TASK STATEMENT:
Print the line where "Expected: one dot placed on each instance of the bonsai" occurs and every line that follows it in the data below, ending with the last line, precisely as written.

Records excerpted from a collection:
---*---

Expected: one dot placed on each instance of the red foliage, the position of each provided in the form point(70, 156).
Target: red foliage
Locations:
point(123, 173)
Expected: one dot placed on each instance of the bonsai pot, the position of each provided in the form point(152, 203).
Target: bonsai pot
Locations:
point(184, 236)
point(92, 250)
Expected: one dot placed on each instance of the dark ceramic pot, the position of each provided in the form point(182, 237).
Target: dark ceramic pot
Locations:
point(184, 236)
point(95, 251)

---*---

YOUR SOLUTION:
Expected: one dot placed on each instance of the bonsai pot, the position of each provided in the form point(152, 203).
Target: bonsai pot
Locations:
point(184, 236)
point(92, 250)
Expected: one dot placed on each instance of the dark ceramic pot, the position of each provided in the form point(182, 237).
Target: dark ceramic pot
Locations:
point(184, 236)
point(95, 251)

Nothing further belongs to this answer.